### What the task asks:
In the lines below, switch "evenodd" to "nonzero" everywhere from the first line down to the line containing "M 753 179 L", and give back only those lines, otherwise unchanged.

### Input records:
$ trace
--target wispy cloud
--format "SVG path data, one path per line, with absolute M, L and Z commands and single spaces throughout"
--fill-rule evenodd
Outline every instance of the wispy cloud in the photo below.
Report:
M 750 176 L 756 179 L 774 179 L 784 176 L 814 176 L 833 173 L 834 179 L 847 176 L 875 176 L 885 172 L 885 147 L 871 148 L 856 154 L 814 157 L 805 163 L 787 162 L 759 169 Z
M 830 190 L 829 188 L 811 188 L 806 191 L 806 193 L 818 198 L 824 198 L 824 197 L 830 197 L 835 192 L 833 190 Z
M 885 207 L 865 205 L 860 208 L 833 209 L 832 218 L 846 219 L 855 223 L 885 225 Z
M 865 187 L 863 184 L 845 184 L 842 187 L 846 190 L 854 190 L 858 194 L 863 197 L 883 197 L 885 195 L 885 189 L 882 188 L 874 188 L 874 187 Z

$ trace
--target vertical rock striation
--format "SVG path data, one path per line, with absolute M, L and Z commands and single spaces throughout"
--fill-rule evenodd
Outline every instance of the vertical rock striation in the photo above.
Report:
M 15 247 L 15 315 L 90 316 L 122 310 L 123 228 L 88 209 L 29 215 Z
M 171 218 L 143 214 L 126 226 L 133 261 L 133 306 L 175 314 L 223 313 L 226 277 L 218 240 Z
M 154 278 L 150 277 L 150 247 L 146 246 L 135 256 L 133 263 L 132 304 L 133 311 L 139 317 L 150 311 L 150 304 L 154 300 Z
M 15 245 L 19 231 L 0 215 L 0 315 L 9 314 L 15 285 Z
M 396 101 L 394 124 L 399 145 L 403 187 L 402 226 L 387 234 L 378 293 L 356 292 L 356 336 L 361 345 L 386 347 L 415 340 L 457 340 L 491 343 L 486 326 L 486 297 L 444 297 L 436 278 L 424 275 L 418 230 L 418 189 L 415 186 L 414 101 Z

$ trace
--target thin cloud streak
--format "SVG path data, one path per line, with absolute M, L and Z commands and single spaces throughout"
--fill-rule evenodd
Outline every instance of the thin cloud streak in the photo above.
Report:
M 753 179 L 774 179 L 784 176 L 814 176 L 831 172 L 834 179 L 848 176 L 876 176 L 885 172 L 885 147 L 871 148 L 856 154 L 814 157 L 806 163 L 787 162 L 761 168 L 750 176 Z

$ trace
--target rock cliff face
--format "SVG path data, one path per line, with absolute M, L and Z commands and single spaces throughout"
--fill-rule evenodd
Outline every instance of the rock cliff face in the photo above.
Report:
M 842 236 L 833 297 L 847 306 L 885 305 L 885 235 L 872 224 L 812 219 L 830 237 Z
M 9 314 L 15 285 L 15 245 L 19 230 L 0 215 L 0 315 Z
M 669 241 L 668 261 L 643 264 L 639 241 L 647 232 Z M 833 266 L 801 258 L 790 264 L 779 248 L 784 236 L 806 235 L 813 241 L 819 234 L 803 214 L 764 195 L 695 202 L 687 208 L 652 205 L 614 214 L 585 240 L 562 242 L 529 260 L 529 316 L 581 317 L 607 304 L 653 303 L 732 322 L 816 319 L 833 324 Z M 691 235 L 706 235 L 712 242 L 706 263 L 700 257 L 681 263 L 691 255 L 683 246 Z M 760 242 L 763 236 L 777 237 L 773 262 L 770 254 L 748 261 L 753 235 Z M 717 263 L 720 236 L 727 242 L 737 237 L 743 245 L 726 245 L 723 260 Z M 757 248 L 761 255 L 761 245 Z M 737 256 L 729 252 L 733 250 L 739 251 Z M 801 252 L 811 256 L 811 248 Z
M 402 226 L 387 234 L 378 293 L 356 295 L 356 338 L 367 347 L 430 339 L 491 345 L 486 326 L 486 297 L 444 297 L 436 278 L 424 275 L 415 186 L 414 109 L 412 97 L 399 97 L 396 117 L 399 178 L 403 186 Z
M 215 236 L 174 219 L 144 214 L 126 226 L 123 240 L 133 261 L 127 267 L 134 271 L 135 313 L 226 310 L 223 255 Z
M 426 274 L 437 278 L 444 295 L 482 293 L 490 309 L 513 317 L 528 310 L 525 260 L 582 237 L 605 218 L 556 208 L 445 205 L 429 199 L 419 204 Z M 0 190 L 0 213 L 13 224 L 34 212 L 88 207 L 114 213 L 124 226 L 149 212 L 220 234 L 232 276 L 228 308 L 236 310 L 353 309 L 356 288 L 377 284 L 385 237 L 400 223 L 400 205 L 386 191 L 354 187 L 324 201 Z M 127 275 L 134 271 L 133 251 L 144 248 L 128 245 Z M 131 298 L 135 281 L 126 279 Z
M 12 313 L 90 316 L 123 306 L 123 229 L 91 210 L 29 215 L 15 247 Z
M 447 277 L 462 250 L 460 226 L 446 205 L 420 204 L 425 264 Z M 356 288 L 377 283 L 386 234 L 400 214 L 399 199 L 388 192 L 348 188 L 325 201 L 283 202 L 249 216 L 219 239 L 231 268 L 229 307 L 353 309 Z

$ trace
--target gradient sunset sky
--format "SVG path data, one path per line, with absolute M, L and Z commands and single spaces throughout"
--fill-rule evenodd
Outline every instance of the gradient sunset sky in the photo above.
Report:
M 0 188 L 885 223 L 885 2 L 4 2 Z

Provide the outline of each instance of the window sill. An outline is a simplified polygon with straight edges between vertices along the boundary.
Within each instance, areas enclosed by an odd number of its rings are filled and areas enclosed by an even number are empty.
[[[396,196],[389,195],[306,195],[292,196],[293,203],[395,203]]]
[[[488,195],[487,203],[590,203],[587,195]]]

### Solution to this task:
$ trace
--target wispy cloud
--format "SVG path data, one path per line, with absolute M, L and Z commands and single spaces throughout"
--fill-rule nonzero
Outline every instance of the wispy cloud in the photo below.
Report:
M 750 176 L 756 179 L 774 179 L 784 176 L 814 176 L 833 173 L 834 179 L 847 176 L 875 176 L 885 172 L 885 147 L 871 148 L 856 154 L 814 157 L 805 163 L 787 162 L 759 169 Z
M 830 190 L 829 188 L 811 188 L 806 191 L 806 193 L 818 198 L 824 198 L 824 197 L 830 197 L 835 192 L 833 190 Z
M 885 207 L 865 205 L 860 208 L 833 209 L 832 218 L 846 219 L 855 223 L 885 225 Z
M 865 187 L 863 184 L 845 184 L 842 187 L 846 190 L 854 190 L 858 194 L 863 197 L 883 197 L 885 195 L 885 189 L 882 188 L 874 188 L 874 187 Z

$ trace
--target vertical rock striation
--format "SVG path data, one path per line, with absolute M, L and Z commands and single spaces throughout"
--fill-rule nonzero
Outline every instance of the vertical rock striation in the photo above.
Report:
M 15 247 L 15 315 L 90 316 L 122 310 L 123 228 L 88 209 L 29 215 Z
M 171 218 L 143 214 L 126 226 L 133 261 L 133 306 L 175 314 L 223 313 L 226 277 L 218 240 Z
M 154 278 L 150 277 L 150 247 L 146 246 L 135 256 L 133 263 L 132 304 L 133 311 L 139 317 L 150 311 L 150 304 L 154 300 Z
M 15 245 L 19 231 L 0 215 L 0 315 L 9 314 L 15 285 Z
M 396 101 L 394 124 L 399 145 L 403 187 L 402 226 L 387 234 L 378 293 L 356 292 L 356 336 L 361 345 L 386 347 L 415 340 L 457 340 L 491 343 L 486 326 L 486 297 L 444 297 L 436 278 L 424 275 L 418 230 L 418 189 L 415 186 L 414 101 Z

$ trace
--target thin cloud streak
--format "SVG path data, one path per line, with absolute M, L and Z commands and single spaces throughout"
--fill-rule nonzero
Outline every instance of the thin cloud streak in the photo above.
Report:
M 753 179 L 774 179 L 784 176 L 814 176 L 831 172 L 834 179 L 848 176 L 876 176 L 885 172 L 885 147 L 871 148 L 856 154 L 814 157 L 806 163 L 787 162 L 761 168 L 750 176 Z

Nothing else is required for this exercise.